Locate each line in the data below that contains the string "xmax" and copy it. Case counts.
─── GIVEN INFORMATION ───
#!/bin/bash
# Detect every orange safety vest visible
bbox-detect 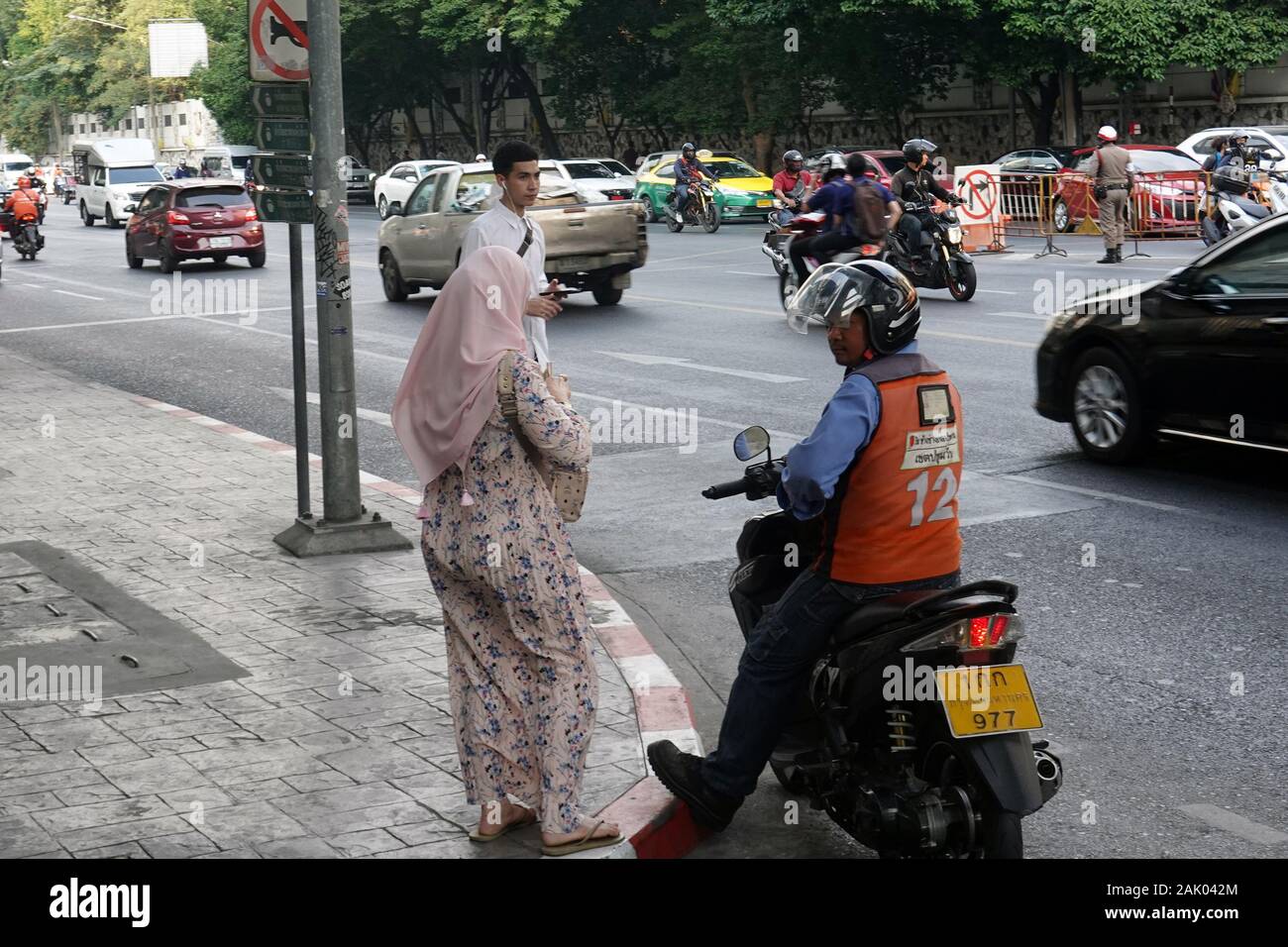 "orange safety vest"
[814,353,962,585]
───
─── GIVEN INFORMATION ───
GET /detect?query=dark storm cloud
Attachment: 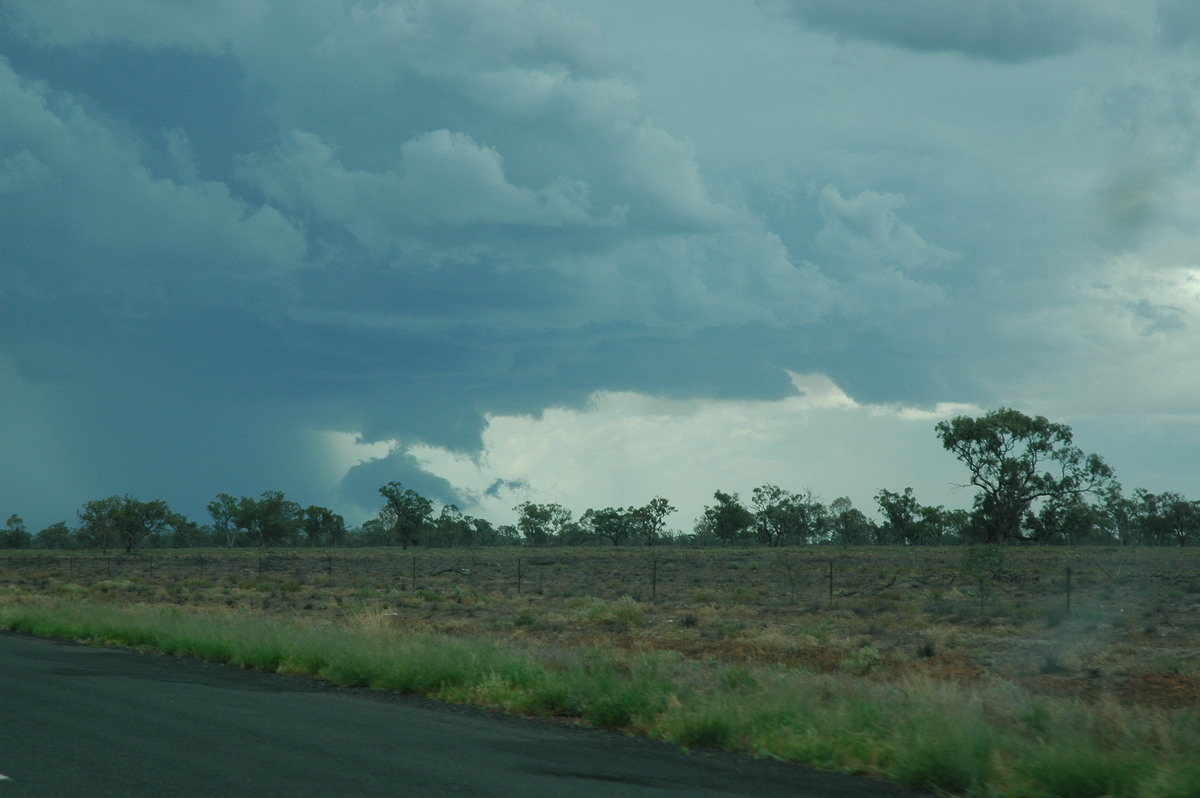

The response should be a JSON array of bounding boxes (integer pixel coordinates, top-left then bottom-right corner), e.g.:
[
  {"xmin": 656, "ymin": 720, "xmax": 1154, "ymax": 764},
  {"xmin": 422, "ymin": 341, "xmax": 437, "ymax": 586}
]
───
◆ **RESPONSE**
  {"xmin": 656, "ymin": 720, "xmax": 1154, "ymax": 764},
  {"xmin": 422, "ymin": 341, "xmax": 437, "ymax": 586}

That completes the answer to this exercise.